Goal
Print every line of the records below verbatim, with nothing altered.

A few records
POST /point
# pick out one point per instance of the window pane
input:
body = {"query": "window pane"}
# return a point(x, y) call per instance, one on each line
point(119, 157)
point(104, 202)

Answer
POST /point
# pick out one point per instance of the window pane
input:
body = {"query": "window pane"}
# return a point(x, y) call per instance, one on each line
point(119, 157)
point(104, 202)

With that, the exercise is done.